**WHAT YOU HAVE TO DO**
Put the data below into a JSON list of strings, one string for each line, with blank lines left out. Leave the pictures out of your answer.

**TASK MATERIAL**
►

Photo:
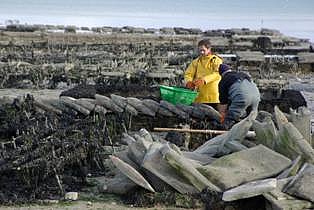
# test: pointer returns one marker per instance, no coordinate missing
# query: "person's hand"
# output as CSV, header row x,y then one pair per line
x,y
199,82
190,85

◄

**REPLY**
[
  "Photo:",
  "# test: pointer returns one marker per instance, no coordinate missing",
  "# query: \"person's hand\"",
  "# output as CSV, header row x,y then one pair per line",
  "x,y",
  "199,82",
  "190,85"
]